• [Task to complete] The whole listing must be returned exactly, with no line missing.

• [Exercise data]
--

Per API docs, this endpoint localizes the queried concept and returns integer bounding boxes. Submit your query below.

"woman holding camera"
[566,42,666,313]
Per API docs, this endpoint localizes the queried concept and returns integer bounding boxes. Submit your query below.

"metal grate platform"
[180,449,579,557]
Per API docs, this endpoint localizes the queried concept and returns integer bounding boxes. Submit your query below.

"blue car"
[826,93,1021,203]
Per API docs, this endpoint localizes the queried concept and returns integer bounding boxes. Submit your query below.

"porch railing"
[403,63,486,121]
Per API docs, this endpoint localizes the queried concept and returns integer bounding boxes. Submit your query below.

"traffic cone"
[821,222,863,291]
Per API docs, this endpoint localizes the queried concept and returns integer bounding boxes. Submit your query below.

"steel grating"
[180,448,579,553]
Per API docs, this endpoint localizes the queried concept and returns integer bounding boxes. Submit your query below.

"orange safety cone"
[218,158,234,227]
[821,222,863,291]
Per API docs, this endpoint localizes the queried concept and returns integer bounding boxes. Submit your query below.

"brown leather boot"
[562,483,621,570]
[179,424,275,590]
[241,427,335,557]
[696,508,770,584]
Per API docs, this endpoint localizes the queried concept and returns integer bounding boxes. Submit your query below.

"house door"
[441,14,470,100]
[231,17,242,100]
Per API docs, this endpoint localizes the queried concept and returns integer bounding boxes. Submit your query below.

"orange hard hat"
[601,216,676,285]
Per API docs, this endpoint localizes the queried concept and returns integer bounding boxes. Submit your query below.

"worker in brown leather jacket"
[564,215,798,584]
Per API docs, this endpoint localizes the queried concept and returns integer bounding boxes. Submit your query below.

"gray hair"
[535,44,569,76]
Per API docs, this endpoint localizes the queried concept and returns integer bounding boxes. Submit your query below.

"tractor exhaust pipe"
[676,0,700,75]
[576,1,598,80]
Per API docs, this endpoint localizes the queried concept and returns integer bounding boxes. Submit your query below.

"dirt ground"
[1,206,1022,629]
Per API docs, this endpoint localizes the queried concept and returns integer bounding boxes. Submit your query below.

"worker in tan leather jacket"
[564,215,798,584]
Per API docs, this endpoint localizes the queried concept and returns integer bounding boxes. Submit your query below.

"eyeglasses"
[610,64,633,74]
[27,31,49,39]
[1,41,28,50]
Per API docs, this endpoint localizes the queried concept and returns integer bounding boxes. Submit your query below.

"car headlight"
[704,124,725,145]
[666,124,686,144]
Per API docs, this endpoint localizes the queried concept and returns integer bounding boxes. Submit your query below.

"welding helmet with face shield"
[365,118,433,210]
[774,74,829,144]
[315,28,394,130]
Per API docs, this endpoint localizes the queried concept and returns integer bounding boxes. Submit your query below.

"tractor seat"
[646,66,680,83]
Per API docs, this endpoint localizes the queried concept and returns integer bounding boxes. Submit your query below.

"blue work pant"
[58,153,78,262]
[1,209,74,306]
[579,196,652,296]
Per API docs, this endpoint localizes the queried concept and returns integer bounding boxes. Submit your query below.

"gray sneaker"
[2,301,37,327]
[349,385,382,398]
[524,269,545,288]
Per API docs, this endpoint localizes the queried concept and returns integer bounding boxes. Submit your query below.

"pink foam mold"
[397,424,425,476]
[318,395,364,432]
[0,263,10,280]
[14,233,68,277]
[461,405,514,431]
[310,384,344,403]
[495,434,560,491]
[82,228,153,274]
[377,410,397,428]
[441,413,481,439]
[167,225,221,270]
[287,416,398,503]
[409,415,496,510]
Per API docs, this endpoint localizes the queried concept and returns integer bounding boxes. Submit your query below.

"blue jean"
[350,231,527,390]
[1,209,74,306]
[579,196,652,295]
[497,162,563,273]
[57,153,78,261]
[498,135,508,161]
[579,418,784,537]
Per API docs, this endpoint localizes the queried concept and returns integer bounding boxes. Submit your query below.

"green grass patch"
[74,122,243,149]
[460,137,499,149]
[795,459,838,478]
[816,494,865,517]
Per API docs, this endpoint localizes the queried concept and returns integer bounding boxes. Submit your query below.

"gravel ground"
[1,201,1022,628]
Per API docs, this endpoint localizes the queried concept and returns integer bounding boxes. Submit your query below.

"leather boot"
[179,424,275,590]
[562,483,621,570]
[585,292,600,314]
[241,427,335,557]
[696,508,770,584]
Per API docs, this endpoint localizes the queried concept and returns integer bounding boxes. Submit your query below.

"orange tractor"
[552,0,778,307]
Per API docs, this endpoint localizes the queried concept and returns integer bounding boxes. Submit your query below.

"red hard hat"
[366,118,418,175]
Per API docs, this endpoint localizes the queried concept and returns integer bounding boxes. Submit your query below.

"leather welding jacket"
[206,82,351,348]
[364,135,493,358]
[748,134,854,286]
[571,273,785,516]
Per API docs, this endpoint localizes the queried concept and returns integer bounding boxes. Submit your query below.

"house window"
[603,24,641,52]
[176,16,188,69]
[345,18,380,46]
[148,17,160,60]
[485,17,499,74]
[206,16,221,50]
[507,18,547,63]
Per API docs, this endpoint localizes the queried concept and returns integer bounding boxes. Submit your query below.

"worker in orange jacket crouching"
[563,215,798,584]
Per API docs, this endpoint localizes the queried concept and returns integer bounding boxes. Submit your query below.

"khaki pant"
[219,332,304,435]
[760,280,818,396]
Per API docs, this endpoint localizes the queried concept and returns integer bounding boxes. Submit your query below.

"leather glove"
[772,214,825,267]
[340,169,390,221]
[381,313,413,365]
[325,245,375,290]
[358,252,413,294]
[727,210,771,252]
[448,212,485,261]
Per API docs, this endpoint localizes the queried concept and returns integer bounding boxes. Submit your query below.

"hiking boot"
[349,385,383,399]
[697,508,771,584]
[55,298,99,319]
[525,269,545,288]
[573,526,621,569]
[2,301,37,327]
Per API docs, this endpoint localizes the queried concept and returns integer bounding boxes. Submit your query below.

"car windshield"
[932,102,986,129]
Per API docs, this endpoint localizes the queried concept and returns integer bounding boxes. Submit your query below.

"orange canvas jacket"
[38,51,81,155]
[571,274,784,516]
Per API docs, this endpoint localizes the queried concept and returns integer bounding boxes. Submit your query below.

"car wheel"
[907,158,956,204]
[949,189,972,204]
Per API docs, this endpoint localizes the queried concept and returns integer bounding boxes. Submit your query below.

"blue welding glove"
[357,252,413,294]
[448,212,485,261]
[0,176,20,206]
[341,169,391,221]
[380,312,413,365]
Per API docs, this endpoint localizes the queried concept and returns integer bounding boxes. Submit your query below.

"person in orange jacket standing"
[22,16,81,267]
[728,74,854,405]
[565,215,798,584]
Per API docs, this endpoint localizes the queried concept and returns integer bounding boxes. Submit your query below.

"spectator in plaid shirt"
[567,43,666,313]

--

• [Answer]
Per API docs, this endpoint localizes the queried concept and returns integer bounding boxes. Submit your query below.

"woman holding camera"
[566,42,666,313]
Per API docs, this endpoint localizes the queried concept and returns integer bounding boxes. Submit your query below.

"metal grate platform"
[180,449,579,557]
Per API docs, this endpoint localizes the queried concept and returns integer bounding boxes. Submit your query below.

"blue car"
[826,93,1021,203]
Per API docs, this endpoint localizes the queried concept and returns integer bounding boxes. Submit your query below.

"porch railing"
[403,63,486,121]
Per API docs, this endpoint localizes the queried concept and returns integer bounding boxes. Submit your query below.

"traffic cone"
[821,222,863,291]
Per API docs, this endpoint localizes the queried concept and returns integer bounding boxes. Submit your query below.

"steel grating"
[180,448,579,553]
Per API docs, this endpoint localizes the queried concept and returns integer bounding boxes. Submit your query below.

"orange safety cone"
[218,158,234,227]
[821,222,863,291]
Per API docs, this endpoint localizes the queried concept and returns integer bounding boxes. Submit your query below.

"brown leather boot"
[562,483,621,570]
[179,424,275,590]
[241,427,335,557]
[696,508,770,584]
Per API docs, this endpoint localizes the queried concept and returns integer bounding boxes. Submit your query below.

"house door"
[441,14,470,100]
[231,17,242,100]
Per API docs, this endpoint localizes the queried concept and returns integer bounding boxes. Submit your query below.

"orange hard hat"
[601,216,676,285]
Per API docs, this endpoint localizes the queried concept and returns integer bounding boxes. Submit your query below.

"worker in brown leather jacket"
[564,215,798,584]
Per API docs, this endpoint localizes the queried concept and returns integer bounding boxes. Submit your query below.

"gray hair"
[535,44,569,76]
Per API docs, this endpoint localizes the queried concept and returns integer bounding boxes. Submit your query below.

"tractor exhaust pipe"
[676,0,700,75]
[576,1,598,80]
Per API docs, this endpoint localizes the queried concept and returns integer bounding boxes. Submit your query below.

"dirt ground"
[1,206,1022,629]
Per API docs, this endpoint localizes the queried concept and returns integer bounding boxes. Submit your query below.

"worker in tan leather jacket"
[564,215,798,584]
Per API docs, this endpoint localizes the queried concept and returns integer bounding boxes. Submit your query below.

"eyeglasses"
[610,64,633,74]
[27,31,49,39]
[1,41,28,50]
Per API docs, this endpoint localizes the queried concept and returns integer bounding boxes. Submit your query below.

"car headlight"
[704,124,725,145]
[666,124,686,144]
Per API docs, this endpoint localizes the queried concept and returns integer bounding boxes. Submit your query below.

"welding helmet with face shield"
[365,118,433,210]
[774,74,829,144]
[315,28,394,130]
Per API docs, this endpoint localizes the queried concept and returns integer bounding boxes. Submit your query below.

"tractor seat"
[646,66,680,83]
Per API docs, this endpoint localizes the queried concept and returns integer bounding boxes. Submit your query below.

"blue work pant"
[58,153,78,262]
[1,209,74,306]
[579,196,652,296]
Per API docs, this endpoint localizes the queried concept and returns integer bounding boxes. Submit your query below.

"gray sneaker"
[2,301,37,327]
[349,385,382,398]
[524,269,545,288]
Per API docs, this endpoint localizes the queried concept and returns integer bounding boxes. Submit your query below.

"pink foam mold"
[397,424,425,476]
[318,395,364,432]
[0,263,10,280]
[14,233,68,277]
[461,405,514,431]
[310,384,344,403]
[495,434,560,491]
[82,228,153,274]
[377,410,397,428]
[441,413,481,439]
[167,225,221,270]
[287,416,398,503]
[409,415,496,510]
Per API docs, this endpoint localizes the queried concept and returns integer bounding boxes. Submit your query below.

"blue jean"
[350,231,527,390]
[1,209,74,306]
[579,196,652,295]
[497,162,563,273]
[57,153,78,261]
[498,135,508,161]
[579,418,784,537]
Per API docs, this endpoint localizes the queried concept and returns integer bounding boxes. Submit your query below.

"green grass patch"
[74,122,243,149]
[460,137,499,149]
[795,459,838,478]
[816,494,865,517]
Per API docs, this endpoint localizes the queried concept and returns integer bounding boxes. Submit your query below.

"gravel ground"
[1,201,1022,628]
Per API docs, this endpoint localizes the queried concept and returns integer bounding boxes. Submit your query below.

"leather boot"
[179,424,275,590]
[562,483,621,570]
[585,292,600,314]
[241,427,335,557]
[696,508,770,584]
Per API docs, this endpoint localizes the queried concept and returns integer bounding boxes. Submit your query below.

"orange tractor"
[552,0,778,307]
Per API docs, this endpoint localizes the queried concept and returns integer bounding boxes. Submit your query below.

"red hard hat"
[366,118,418,175]
Per API docs, this endpoint localizes the queried concept and returns integer bounding boxes. Submit your query below.

"leather welding jacket"
[206,82,351,348]
[364,135,493,358]
[748,134,854,286]
[571,273,785,516]
Per API docs, this endpoint localizes the queried concept and returns integer bounding boxes. Submit your query below.

"house window"
[603,24,641,52]
[176,16,188,69]
[345,18,380,46]
[148,17,160,60]
[485,17,499,74]
[206,16,221,50]
[507,18,547,63]
Per API docs, this endpoint localizes the queried concept and returns integer bounding boxes. Submit your query below.

"worker in orange jacket crouching"
[563,215,798,584]
Per API docs, this endpoint localizes the queried concept and returns integer bounding boxes. Submit your query below.

"khaki pant"
[219,332,304,435]
[760,280,818,396]
Per API docs, this endpoint localizes the queried concept and returns integer bounding boxes. Submit your query below.

"leather glove"
[772,214,825,267]
[340,169,390,221]
[381,313,413,365]
[325,245,375,290]
[358,252,413,294]
[727,210,771,252]
[448,212,485,261]
Per API docs, this endpoint localizes the queried concept and returns integer bounding boxes. Submit your query below.

"hiking boot"
[349,385,383,399]
[697,508,771,584]
[55,298,99,319]
[525,269,545,288]
[573,526,621,569]
[2,301,37,327]
Per API docs, this endpoint localizes the queried concept and returns integer bounding boxes. Submit your query below.

"car windshield"
[932,102,986,129]
Per API docs, this endpoint localizes the queried concept and returns integer bounding boxes. Submit your query below.

"orange canvas jacket"
[38,51,81,155]
[571,274,784,516]
Per API docs, this endpoint localizes the queried concept and returns integer bounding boxes. Submit your query below.

"car wheel"
[907,158,956,204]
[949,189,972,204]
Per API docs, this endpoint localizes the queried concept and returns integer bounding boxes. Submit your query below.

"blue welding glove"
[357,252,413,294]
[448,212,485,261]
[0,176,20,206]
[341,169,391,221]
[380,312,413,365]
Per API docs, this endpoint localizes the queried concept and returns integer bounding boxes. Submit your query below.

"person in orange jacket standing"
[22,16,81,267]
[728,74,854,405]
[565,215,798,584]
Per API docs, this endpoint localizes the queried concept and returns integer bounding boxes. Submit your query below.

"spectator in plaid shirt"
[567,43,666,313]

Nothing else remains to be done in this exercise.